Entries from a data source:
[START]

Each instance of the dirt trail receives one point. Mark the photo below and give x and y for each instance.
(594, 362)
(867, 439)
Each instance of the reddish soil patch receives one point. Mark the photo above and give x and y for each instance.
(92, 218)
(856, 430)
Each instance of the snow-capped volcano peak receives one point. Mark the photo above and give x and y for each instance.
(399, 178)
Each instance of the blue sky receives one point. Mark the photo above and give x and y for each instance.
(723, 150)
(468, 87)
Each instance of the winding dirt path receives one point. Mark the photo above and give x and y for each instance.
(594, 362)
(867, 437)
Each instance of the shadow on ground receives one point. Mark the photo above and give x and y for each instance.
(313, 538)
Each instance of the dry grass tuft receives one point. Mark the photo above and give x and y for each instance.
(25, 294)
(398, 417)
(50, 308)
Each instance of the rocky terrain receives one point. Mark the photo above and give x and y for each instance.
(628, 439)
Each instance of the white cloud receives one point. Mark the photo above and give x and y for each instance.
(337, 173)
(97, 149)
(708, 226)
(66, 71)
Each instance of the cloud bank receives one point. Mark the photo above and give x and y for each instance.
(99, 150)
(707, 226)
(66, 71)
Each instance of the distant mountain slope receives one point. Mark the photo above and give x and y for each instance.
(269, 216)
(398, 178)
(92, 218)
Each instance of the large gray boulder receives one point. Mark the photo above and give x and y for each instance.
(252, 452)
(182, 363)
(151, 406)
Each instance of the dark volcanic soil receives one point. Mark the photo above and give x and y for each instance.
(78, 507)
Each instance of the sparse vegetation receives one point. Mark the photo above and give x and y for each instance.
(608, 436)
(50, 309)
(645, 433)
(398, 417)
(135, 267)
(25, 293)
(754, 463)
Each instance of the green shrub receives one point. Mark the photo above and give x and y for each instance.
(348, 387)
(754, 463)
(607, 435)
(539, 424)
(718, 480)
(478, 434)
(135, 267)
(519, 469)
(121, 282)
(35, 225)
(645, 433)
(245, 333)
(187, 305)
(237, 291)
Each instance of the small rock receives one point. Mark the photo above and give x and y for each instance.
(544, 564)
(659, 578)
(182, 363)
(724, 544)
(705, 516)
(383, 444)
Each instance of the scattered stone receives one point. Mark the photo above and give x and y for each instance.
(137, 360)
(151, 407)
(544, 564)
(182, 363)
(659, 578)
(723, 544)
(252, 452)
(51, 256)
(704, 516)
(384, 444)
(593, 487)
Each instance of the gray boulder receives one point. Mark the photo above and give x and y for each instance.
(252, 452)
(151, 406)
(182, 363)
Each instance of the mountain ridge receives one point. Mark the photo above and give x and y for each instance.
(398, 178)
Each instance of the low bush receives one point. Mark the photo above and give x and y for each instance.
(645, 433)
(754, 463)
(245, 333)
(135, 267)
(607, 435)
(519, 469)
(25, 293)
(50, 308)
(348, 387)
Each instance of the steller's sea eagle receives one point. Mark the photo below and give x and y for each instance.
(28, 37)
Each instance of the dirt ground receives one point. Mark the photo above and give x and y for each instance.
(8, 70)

[END]

**Problem to solve:** Please reproduce the listing above word for word, from its first line to its last.

**Reply to the exercise:**
Each instance of the dirt trail receives one point. Mark the photo below and give x and y for each instance.
(594, 362)
(867, 439)
Each instance of the reddish soil patch receives one point. Mark the photo above and give x and y for each instance.
(92, 218)
(856, 430)
Each instance of the snow-capped volcano peak receives one point. Mark the photo above and give x and y for each instance.
(399, 178)
Each instance of the blue sky receives one point. Mark the photo above and give x and y for each instance.
(723, 150)
(468, 87)
Each instance of the winding dirt path receives one point. Mark the photo above and give x and y for each instance.
(594, 362)
(867, 437)
Each instance of the shadow on ground receives one point. Mark the photo above and give x and y for each instance.
(313, 538)
Each instance of the dry grass tuft receives one point. Mark the photo above and give x and y for each instance.
(25, 294)
(398, 417)
(50, 308)
Each instance of the rocky terrain receives one point. Mark the photo above and give x and y for each instance.
(628, 439)
Each instance of the white cloud receives one point. Mark the photo above and give x and y for each instance.
(337, 173)
(97, 149)
(708, 226)
(66, 71)
Each instance of the cloud bank receives one point. Mark the photo above and give x and y for each instance.
(99, 150)
(707, 226)
(66, 71)
Each instance of the distant mountain slope receives one point. Mark the photo above and give x and y for each instance.
(269, 216)
(398, 178)
(92, 218)
Each instance of the large gray boulder receives one point. Mark the photo above and give x and y for each instance.
(252, 452)
(182, 363)
(151, 406)
Each instance of the dark volcanic soil receives one point. Mark the photo above and give x and y for each instance.
(78, 507)
Each instance of the sparse vegetation receives one point. Mark the photo above and give x and y for each instance.
(608, 436)
(50, 309)
(645, 433)
(398, 417)
(135, 267)
(25, 293)
(754, 463)
Each instance of the green shrub receives one point. Mark the photo above and give x and y for each instance.
(348, 387)
(754, 463)
(607, 435)
(539, 424)
(718, 480)
(478, 434)
(135, 267)
(519, 469)
(121, 282)
(35, 225)
(645, 433)
(245, 333)
(187, 305)
(237, 291)
Each instance of the small rock receives one point. Mark the photo above and give x and y for each instance.
(544, 564)
(659, 578)
(182, 363)
(724, 544)
(705, 516)
(383, 444)
Each instance of the scattered stone receives one point. Mark the photo above and give x and y for each instance.
(137, 360)
(151, 407)
(544, 564)
(182, 363)
(659, 578)
(723, 544)
(252, 452)
(51, 256)
(704, 516)
(384, 444)
(593, 487)
Each instance of the gray boulder receives one point. Mark the photo above and give x and y for each instance.
(252, 452)
(151, 406)
(182, 363)
Each instance of the mountain ridge receives one point. Mark the photo above and give x and y for each instance.
(398, 178)
Each instance of the low bush receives one point. Mark the photo above and give x and y for each instance.
(645, 433)
(754, 463)
(245, 333)
(135, 267)
(607, 435)
(519, 469)
(25, 293)
(50, 308)
(348, 387)
Each instance of the steller's sea eagle receives one point. Mark the photo below and give x and y for each instance.
(28, 37)
Each instance of the dirt ground receives one point. Mark the photo above and give x and y for each instance.
(8, 70)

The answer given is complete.